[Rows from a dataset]
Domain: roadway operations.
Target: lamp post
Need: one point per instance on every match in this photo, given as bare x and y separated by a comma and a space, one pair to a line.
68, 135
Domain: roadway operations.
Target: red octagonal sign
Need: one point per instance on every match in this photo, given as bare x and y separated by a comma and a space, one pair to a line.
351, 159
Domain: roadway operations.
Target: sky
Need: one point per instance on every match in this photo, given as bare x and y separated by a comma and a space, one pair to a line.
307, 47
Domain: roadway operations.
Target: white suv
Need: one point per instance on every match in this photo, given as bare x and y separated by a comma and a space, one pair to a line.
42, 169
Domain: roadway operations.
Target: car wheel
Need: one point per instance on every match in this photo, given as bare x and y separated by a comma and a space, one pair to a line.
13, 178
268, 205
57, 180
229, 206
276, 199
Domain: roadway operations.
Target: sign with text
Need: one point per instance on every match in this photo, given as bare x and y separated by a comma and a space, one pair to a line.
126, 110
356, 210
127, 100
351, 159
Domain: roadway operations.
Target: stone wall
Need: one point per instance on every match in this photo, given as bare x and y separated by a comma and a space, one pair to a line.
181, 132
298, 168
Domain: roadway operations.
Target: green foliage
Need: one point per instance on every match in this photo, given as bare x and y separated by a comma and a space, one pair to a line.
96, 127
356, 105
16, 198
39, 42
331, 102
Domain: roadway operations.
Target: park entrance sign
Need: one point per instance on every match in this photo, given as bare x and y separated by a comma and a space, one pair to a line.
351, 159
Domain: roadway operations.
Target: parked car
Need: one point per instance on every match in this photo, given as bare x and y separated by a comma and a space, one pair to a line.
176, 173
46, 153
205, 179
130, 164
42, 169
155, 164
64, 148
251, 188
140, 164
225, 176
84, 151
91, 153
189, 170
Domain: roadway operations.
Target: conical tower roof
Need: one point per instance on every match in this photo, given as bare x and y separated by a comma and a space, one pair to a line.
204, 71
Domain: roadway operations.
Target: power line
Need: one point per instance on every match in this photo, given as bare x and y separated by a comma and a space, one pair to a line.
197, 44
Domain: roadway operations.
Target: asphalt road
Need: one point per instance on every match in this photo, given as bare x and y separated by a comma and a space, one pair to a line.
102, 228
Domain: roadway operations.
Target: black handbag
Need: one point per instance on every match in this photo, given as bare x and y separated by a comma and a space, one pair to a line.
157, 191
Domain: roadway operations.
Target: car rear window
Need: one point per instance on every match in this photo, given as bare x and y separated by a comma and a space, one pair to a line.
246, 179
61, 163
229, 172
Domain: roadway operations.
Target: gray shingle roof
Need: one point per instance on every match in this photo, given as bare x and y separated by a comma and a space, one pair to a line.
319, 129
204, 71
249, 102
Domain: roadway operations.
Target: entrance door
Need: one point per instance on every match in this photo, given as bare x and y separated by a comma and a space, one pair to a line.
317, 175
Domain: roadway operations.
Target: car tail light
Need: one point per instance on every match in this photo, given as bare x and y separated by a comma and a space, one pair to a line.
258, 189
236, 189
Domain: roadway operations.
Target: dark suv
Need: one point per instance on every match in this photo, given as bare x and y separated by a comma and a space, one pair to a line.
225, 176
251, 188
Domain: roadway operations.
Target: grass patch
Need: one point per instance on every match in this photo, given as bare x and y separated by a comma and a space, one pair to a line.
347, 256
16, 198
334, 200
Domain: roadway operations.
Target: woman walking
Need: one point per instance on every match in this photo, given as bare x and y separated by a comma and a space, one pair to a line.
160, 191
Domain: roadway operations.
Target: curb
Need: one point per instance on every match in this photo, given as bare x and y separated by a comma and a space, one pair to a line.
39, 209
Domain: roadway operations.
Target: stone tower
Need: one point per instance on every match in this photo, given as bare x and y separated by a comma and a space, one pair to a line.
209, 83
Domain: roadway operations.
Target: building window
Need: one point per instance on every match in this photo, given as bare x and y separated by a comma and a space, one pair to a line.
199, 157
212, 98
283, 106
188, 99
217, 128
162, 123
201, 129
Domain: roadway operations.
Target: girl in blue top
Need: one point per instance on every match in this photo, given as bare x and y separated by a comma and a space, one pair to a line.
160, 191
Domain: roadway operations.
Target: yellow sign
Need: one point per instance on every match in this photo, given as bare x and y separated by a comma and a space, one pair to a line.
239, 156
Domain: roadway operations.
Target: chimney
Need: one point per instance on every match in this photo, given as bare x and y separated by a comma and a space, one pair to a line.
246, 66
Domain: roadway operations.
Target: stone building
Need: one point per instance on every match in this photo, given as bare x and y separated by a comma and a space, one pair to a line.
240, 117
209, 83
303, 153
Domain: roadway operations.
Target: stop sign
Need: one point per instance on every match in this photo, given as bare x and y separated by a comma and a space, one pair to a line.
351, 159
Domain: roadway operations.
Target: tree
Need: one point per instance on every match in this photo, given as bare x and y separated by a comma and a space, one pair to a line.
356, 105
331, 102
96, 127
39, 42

▶ WHAT IS NEEDED
Repeat the records above exactly.

▶ RESULT OF THIS TASK
Domain: roadway operations.
Target: lamp post
Need: one point per instance on every match in this photo, given as bare x and y separated by a comma and a space, one pair to a line.
68, 135
Domain: roadway operations.
Target: red octagonal sign
Need: one point per instance on every match in this photo, given as bare x and y separated by a comma and a space, one pair to a line.
351, 159
Domain: roadway operations.
Target: sky
Need: one point per instance on every match in this photo, given as bare x and y separated by a comma and a space, one pair to a line.
307, 47
Domain: roadway operations.
Target: white suv
Need: one point per instance on every match in this photo, given as bare x and y separated by a comma and a space, one pair to a line.
42, 169
Domain: roadway operations.
Target: car wheel
Need: one point per instance on every match in this photo, given as bare x and y separated by a comma and a space, one pair to a line.
13, 178
268, 205
57, 180
229, 206
276, 199
Domain: roadway operations.
Target: sign with text
Need: one point per instance on every match in this photo, given as bare x and y separated by a comma and a space, one pair to a line.
126, 110
356, 210
127, 100
351, 159
Domain: roadway operations.
Target: stone wall
Need: one point per instance on every match in this photo, given as bare x and y separated by a comma and a space, one pair to a line.
181, 132
298, 168
Domain: roadway operations.
Target: green foliage
Need: one point per instance on every match in this photo, given as bare x and y separated by a comma and a space, one pair to a line.
96, 127
356, 105
16, 198
39, 42
331, 102
Domain: roadway operations.
Target: park entrance sign
Need: one point per instance on every match in this photo, given as bare x and y separated by a comma and a space, one pair to a line.
351, 159
Domain: roadway operations.
Target: parked car
Need: one point per instance on every match in this photo, given as bare x and y separated by a comma and a space, one pair to a line.
176, 173
46, 153
205, 179
130, 164
42, 169
155, 164
64, 148
251, 188
140, 164
225, 176
84, 151
91, 153
189, 170
Domain: roadway operations.
Target: conical tower roof
Need: one point per instance on every match in this photo, given as bare x and y separated by a comma and a space, one pair to a line.
204, 71
Domain: roadway operations.
Target: power line
Need: one point per instance on every match in this photo, given as bare x and y separated by a comma and a space, one pair to a line.
197, 44
Domain: roadway operations.
Target: asphalt road
Need: one point per instance on every match in this photo, given as bare x and y separated by a comma and a space, one pair to a line.
102, 228
Domain: roadway operations.
Target: black handbag
Need: one point per instance on every match in this photo, given as bare x and y separated by a comma and a space, one pair to a line.
157, 191
Domain: roadway operations.
Target: car rear window
Need: one point per instance on every match in this photo, given as bare x and y separated by a comma and a space, one pair to a line.
246, 179
61, 163
229, 172
Domain: roadway operations.
Target: gray shingle roof
Need: one point per instance on every match in this photo, given as bare x and y separated by a comma and a space, one pair to a line.
319, 129
204, 71
249, 102
Domain: roadway operations.
Target: entrance door
Need: one point per instance on every match in this photo, given as bare x and y separated by a comma and a space, one pair to a line.
317, 175
Domain: roadway operations.
Target: car tail light
Need: one point per instance on every match in this photo, given as bare x and y separated by a comma and a space, one pair to a line.
258, 189
236, 189
Domain: roadway operations.
Target: dark suv
Need: one point per instance on every match in this photo, given as bare x and y separated by a comma and a space, one pair to a line.
225, 176
251, 188
Domain: roadway operations.
Target: grass patch
Need: one point per instance on every match in this photo, given as bare x and y separated by a comma and a space, one pair to a line.
347, 256
16, 198
334, 200
Domain: roadway operations.
Target: woman walking
Need: one point per instance on every match in this photo, given as bare x and y separated by a comma and a space, one pair to a line.
160, 191
Domain: roadway operations.
Target: curb
Need: one point per instance on every match in this photo, given as bare x and y separated by a comma and a space, one pair to a line.
39, 209
Domain: roadway operations.
Target: stone tower
Need: one point per instance on every match in this photo, given as bare x and y separated by a comma and a space, one pair to a line.
209, 83
Domain: roadway operations.
Target: building window
Need: one point per instance on every match in this photo, given as bare x and y separated by a comma and a space, one pair to a line.
199, 157
212, 98
283, 106
188, 99
217, 128
162, 123
201, 129
Domain: roadway operations.
Target: girl in blue top
Need: one point per instance on every match in this photo, given as bare x and y separated by a comma and a space, one pair to a line.
160, 191
Domain: roadway operations.
Target: yellow sign
Need: one point per instance on every match in this photo, given as bare x and y separated by a comma and a space, one pair to a line.
239, 156
Domain: roadway operations.
Target: chimney
Need: one point per instance on every match in this photo, given as bare x and y separated by a comma and a space, one pair to a line.
246, 66
Domain: roadway operations.
Target: stone building
Need: one point per instance on every match in this photo, given as bare x and y separated by a comma and a space, one pair to a line.
240, 117
209, 83
303, 153
Domain: roadway operations.
Target: stop sign
Need: one point per instance on every match in this photo, given as bare x and y separated by a comma and a space, one pair to a line.
351, 159
Domain: roadway operations.
Target: tree
Need: one point per instance on every match in this photo, given as bare x and y separated by a comma and a space, one pair to a line.
356, 105
331, 102
96, 127
39, 42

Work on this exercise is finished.